§ **PROBLEM**:
Scan the entries below and tally the lines that include "flag". Return nothing but the tally.

Referring expression pointing data
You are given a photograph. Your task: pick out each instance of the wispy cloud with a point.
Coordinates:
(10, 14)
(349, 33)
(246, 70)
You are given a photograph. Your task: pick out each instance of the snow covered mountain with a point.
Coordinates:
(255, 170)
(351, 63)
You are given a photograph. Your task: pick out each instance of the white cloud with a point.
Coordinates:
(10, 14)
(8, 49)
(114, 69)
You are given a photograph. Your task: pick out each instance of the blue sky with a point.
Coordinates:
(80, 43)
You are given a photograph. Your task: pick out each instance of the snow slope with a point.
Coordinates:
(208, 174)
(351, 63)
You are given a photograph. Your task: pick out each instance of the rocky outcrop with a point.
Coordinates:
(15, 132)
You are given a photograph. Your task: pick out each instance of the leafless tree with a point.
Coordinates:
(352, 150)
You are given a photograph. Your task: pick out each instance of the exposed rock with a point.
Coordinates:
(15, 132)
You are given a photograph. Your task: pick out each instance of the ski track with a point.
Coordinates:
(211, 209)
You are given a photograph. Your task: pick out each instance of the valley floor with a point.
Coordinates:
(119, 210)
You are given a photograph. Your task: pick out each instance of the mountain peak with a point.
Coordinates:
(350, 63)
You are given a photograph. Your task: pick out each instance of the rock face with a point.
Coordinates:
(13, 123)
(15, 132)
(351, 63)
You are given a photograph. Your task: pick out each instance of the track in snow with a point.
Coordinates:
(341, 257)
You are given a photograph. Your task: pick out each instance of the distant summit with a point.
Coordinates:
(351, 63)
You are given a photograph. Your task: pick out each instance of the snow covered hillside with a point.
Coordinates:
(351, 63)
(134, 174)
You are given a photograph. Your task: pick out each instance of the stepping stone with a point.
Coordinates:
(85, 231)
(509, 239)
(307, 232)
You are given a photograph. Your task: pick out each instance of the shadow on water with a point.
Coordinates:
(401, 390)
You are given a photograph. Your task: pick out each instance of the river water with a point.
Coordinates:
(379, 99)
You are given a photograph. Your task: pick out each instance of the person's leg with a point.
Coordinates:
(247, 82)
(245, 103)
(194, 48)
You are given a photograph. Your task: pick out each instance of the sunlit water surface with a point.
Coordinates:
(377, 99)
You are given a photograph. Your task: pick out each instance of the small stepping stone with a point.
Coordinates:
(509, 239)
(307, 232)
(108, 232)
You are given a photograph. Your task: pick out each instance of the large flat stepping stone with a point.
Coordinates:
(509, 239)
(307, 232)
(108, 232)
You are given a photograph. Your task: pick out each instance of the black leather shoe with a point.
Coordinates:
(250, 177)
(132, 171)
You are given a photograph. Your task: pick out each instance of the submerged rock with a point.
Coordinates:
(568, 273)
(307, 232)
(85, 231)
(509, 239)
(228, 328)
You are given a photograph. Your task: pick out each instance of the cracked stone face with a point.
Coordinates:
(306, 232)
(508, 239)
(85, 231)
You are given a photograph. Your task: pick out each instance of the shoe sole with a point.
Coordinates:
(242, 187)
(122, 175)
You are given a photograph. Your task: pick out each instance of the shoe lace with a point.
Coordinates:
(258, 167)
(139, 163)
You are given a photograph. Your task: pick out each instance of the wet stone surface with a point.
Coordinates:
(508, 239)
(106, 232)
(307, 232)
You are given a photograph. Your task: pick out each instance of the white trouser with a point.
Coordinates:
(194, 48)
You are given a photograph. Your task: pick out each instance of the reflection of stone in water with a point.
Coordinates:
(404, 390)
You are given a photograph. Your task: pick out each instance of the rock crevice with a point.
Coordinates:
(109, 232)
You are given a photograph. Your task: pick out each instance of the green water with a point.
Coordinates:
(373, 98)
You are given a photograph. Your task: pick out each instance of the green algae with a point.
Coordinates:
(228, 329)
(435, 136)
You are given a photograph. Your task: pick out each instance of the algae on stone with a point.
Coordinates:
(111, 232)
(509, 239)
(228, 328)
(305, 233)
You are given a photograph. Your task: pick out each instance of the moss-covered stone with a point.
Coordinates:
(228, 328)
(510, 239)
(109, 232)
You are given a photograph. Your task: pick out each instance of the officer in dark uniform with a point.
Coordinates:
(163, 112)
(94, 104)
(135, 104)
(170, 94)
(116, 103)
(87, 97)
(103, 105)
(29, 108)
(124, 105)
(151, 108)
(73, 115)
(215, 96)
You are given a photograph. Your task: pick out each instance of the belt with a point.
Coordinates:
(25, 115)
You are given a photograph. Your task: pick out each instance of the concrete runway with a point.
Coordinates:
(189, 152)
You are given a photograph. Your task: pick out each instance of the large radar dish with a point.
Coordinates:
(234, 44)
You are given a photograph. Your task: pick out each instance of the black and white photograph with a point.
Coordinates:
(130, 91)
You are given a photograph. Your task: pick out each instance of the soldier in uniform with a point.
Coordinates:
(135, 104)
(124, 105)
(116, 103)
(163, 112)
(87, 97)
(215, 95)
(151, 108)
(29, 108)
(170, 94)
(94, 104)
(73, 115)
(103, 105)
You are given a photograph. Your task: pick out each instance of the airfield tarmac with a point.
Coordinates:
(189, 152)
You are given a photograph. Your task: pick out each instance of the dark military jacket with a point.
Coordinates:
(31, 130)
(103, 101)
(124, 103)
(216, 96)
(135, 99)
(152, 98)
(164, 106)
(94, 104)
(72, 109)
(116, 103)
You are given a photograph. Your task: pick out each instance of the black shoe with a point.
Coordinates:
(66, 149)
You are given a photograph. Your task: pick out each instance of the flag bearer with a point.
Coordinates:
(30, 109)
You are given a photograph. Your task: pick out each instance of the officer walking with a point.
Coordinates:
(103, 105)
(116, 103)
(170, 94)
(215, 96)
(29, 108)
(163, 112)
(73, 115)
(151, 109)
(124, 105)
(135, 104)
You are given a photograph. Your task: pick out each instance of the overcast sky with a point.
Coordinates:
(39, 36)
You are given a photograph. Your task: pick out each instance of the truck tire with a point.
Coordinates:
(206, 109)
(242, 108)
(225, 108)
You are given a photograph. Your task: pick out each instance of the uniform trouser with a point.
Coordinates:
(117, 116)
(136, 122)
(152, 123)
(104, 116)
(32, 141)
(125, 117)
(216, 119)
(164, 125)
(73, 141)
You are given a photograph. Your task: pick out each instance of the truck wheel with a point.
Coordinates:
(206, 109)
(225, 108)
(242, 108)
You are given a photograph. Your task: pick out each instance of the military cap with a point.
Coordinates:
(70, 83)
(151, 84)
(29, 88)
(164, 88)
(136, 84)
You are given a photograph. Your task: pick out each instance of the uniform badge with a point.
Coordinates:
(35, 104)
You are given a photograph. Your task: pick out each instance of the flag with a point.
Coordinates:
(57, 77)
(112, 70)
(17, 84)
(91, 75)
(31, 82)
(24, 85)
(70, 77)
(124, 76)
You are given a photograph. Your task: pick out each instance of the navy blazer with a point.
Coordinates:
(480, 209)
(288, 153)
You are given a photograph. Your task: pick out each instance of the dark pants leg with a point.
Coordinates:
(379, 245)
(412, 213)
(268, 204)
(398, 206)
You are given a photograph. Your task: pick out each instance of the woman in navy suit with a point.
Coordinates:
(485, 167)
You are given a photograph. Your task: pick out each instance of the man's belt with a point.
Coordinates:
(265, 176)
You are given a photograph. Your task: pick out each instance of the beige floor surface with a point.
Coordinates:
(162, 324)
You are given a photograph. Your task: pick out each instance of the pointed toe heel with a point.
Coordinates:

§ **ANSWER TO THE PROBLEM**:
2